— Start —

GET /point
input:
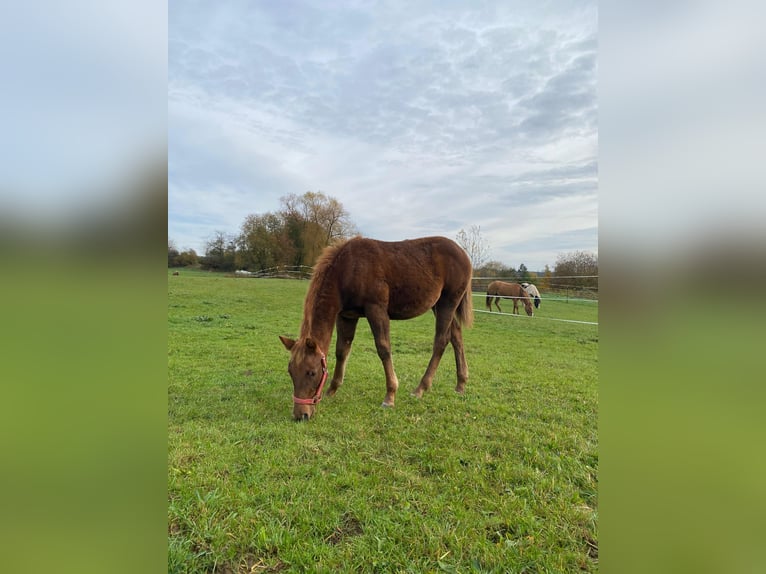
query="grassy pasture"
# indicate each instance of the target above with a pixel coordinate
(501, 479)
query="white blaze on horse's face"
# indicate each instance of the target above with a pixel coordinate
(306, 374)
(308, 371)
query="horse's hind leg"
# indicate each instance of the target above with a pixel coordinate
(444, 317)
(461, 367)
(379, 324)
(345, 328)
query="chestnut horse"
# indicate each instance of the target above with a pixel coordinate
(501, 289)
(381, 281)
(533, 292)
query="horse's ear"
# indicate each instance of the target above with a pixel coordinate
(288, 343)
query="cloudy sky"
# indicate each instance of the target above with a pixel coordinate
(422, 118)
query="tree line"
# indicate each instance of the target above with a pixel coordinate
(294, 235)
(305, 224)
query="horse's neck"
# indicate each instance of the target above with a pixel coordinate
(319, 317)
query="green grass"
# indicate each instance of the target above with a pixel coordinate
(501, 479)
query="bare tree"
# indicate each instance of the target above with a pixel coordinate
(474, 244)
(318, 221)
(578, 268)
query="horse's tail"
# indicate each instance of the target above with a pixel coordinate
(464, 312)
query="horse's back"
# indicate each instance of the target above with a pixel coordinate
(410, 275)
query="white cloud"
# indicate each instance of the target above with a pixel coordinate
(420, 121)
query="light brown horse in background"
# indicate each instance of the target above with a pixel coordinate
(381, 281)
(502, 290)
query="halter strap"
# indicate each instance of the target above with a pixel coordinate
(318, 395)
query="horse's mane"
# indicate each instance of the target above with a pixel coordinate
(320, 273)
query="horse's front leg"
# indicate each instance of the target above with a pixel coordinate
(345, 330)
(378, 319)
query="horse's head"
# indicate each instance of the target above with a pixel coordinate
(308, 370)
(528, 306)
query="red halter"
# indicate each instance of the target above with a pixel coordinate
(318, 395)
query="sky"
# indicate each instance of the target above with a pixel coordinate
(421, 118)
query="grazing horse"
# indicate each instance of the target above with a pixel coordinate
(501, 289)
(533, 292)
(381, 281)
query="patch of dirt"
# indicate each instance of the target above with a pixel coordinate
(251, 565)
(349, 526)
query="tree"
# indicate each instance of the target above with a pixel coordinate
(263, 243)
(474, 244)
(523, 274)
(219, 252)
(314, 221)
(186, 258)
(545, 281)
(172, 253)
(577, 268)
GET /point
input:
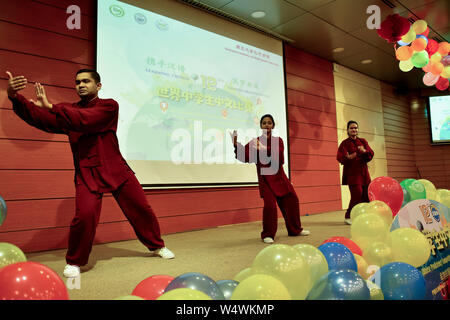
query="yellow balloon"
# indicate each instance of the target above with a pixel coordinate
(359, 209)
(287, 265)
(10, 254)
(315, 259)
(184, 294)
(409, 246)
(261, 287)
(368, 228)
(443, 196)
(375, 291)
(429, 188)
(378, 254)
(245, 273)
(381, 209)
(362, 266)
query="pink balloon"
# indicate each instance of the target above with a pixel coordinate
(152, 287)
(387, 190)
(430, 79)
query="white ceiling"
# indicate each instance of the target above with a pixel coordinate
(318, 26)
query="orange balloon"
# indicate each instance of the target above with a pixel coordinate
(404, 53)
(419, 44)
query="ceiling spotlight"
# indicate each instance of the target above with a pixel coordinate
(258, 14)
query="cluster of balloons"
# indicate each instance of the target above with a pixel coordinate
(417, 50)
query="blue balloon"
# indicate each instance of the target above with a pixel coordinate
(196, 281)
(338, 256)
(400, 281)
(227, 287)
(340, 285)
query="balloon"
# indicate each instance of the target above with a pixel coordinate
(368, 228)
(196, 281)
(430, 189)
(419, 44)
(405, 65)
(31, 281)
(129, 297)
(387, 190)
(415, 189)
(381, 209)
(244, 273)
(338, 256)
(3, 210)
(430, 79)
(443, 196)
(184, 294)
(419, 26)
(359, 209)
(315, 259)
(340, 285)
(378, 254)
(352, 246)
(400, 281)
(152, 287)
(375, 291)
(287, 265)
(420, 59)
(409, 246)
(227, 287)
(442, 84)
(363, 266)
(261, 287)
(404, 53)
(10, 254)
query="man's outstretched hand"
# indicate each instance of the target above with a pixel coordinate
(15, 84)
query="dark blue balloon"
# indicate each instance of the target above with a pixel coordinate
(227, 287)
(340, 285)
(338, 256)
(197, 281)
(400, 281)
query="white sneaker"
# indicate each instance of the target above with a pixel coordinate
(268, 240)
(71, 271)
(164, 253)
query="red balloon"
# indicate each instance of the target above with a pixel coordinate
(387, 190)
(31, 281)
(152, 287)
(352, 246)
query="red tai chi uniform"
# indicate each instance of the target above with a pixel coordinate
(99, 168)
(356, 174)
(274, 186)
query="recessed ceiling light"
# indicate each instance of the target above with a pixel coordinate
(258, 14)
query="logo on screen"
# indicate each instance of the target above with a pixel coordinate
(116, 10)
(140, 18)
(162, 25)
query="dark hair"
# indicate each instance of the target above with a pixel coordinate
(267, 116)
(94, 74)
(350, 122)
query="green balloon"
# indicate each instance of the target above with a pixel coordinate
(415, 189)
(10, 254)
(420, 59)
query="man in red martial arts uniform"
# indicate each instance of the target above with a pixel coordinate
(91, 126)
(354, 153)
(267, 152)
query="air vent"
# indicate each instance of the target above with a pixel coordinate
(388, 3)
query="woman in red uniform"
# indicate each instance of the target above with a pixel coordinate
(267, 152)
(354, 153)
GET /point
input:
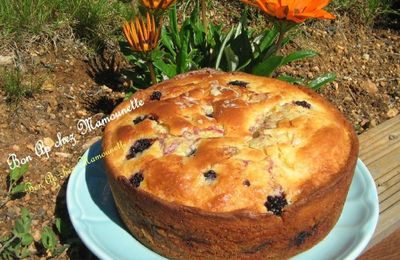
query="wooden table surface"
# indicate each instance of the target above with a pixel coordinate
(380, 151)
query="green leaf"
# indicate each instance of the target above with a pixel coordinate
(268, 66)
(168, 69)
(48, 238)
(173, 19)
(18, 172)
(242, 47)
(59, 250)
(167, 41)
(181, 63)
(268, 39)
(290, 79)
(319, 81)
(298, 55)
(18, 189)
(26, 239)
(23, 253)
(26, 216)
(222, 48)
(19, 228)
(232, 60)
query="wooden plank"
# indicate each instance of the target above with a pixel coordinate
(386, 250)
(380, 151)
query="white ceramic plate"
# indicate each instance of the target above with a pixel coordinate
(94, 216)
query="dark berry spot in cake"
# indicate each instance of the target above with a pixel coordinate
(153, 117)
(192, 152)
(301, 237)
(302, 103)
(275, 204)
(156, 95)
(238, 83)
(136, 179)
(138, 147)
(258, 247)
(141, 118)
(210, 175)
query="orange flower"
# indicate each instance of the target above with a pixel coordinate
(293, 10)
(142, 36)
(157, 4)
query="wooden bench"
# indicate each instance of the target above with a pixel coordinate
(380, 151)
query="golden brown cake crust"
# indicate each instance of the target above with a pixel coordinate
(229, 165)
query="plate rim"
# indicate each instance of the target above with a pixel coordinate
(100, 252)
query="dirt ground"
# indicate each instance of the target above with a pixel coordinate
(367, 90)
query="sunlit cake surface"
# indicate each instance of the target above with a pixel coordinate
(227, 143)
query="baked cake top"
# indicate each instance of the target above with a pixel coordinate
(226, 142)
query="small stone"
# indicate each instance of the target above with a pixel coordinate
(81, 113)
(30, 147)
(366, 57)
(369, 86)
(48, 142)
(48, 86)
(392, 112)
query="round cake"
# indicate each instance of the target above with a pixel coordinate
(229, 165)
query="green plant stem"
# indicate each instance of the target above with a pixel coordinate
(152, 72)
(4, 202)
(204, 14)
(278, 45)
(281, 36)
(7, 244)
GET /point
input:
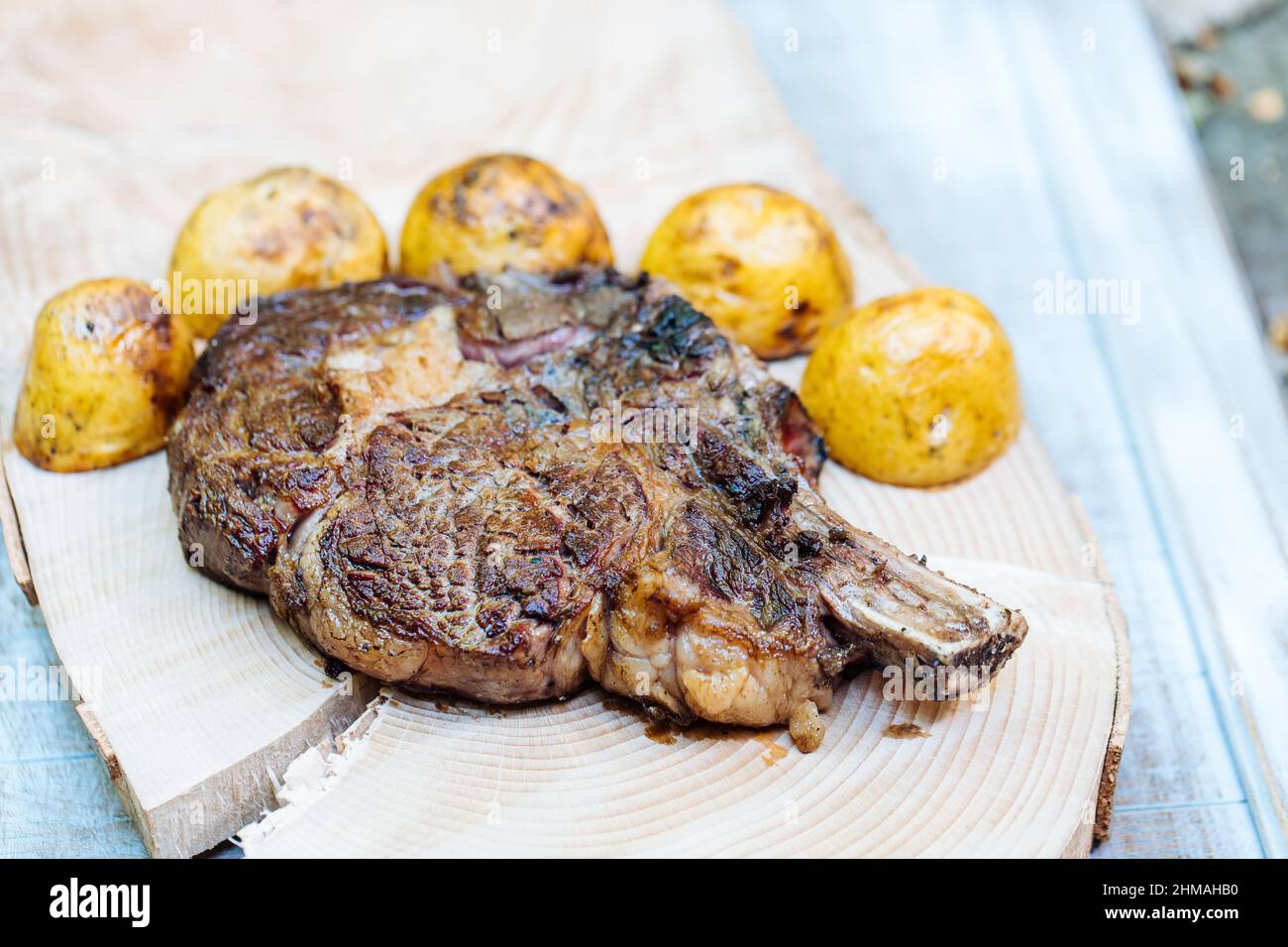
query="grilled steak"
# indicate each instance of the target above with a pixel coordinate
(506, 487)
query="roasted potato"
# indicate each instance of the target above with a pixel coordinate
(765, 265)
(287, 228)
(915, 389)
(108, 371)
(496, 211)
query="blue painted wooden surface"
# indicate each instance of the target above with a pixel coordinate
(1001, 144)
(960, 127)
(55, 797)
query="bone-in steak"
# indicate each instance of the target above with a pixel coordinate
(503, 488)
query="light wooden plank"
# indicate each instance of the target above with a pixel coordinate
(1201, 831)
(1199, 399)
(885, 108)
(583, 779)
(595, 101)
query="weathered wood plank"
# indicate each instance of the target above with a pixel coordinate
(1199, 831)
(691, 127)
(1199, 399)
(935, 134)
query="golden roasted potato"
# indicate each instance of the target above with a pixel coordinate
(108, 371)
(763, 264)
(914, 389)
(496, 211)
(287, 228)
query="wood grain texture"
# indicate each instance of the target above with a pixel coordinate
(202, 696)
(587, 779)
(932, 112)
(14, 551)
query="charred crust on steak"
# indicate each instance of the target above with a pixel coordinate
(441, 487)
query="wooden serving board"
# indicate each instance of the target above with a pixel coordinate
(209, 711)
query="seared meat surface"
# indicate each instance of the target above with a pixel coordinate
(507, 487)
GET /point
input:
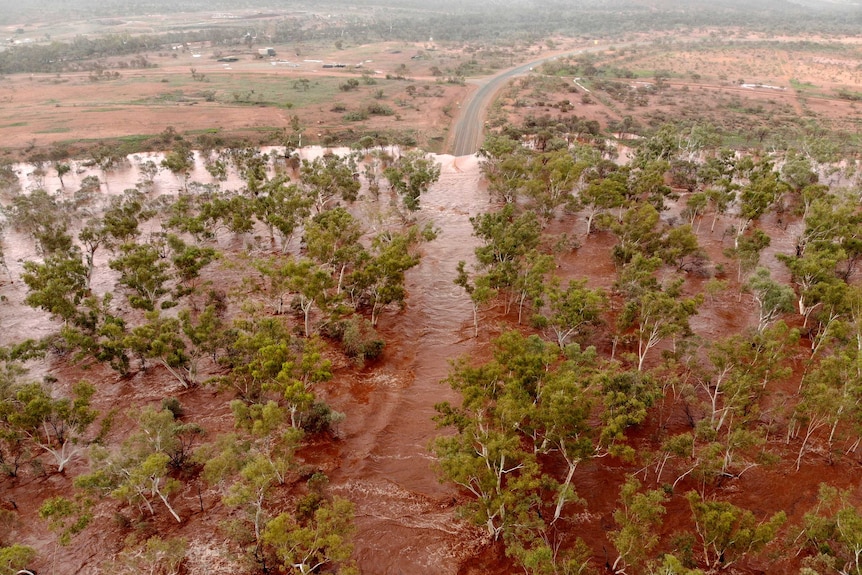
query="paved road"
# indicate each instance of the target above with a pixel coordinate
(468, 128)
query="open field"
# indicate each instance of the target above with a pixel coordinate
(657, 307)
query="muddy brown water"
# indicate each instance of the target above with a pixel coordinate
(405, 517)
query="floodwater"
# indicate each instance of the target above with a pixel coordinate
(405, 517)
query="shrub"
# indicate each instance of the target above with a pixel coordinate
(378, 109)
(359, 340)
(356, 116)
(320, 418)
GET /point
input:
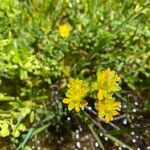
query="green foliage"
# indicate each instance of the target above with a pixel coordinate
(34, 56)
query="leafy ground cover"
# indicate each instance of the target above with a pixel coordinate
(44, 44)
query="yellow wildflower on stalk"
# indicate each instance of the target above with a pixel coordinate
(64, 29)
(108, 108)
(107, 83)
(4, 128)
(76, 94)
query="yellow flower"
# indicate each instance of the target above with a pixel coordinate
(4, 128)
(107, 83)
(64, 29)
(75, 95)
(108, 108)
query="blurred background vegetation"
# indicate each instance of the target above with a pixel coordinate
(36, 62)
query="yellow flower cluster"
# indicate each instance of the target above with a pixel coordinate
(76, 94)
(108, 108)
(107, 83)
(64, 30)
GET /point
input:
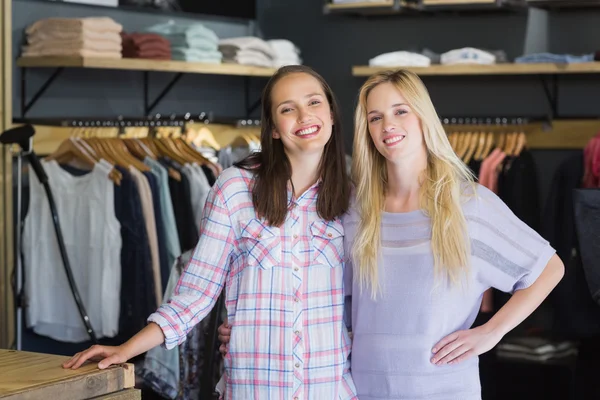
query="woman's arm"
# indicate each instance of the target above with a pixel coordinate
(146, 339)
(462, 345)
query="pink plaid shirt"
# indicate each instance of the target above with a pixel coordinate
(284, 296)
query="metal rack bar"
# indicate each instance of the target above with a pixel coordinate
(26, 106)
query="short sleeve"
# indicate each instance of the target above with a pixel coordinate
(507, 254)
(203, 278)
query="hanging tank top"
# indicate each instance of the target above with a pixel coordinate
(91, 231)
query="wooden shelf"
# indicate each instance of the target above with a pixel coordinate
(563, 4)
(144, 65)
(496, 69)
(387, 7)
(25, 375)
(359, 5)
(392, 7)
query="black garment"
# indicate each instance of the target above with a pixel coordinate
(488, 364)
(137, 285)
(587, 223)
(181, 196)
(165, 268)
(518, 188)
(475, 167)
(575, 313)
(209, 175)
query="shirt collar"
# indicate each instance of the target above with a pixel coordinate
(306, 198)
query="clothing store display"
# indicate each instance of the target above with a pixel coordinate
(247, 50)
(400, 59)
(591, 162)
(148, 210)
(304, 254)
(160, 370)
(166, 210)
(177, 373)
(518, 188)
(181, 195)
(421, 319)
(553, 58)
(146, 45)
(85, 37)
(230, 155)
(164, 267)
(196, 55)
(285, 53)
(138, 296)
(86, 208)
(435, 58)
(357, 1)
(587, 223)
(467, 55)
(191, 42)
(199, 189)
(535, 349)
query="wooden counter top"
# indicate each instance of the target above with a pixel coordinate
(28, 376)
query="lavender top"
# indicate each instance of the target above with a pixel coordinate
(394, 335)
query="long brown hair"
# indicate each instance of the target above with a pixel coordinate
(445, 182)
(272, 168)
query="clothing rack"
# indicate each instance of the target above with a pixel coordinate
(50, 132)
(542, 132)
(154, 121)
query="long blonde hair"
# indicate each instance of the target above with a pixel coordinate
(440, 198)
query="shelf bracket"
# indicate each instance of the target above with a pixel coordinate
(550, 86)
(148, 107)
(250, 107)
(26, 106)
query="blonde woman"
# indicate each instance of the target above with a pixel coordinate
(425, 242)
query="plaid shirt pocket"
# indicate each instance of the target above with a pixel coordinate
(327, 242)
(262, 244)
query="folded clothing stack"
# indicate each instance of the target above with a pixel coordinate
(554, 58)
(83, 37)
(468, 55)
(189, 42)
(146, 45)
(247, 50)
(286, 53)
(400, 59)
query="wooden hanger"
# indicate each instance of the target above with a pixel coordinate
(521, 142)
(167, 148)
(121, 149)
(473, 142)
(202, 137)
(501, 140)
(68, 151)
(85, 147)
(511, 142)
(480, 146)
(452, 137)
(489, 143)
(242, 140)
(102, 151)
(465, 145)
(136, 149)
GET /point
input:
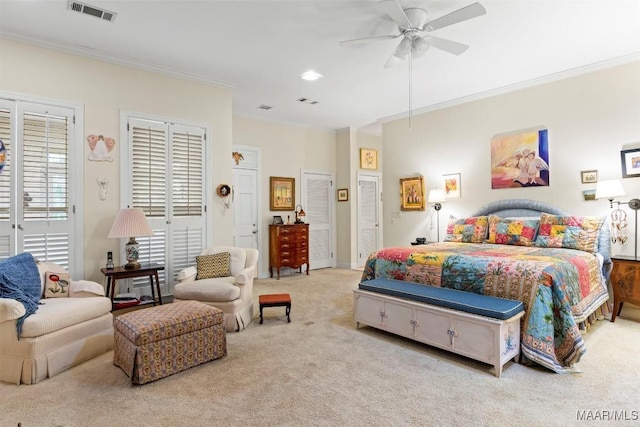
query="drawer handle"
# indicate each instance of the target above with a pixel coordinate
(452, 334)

— End —

[REQUIRED TASK]
Please collect every line in the material above that contains the string "woman", and copy each one as it appears.

[FINISHED ANSWER]
query="woman in red uniform"
query="woman's arm"
query="blonde woman"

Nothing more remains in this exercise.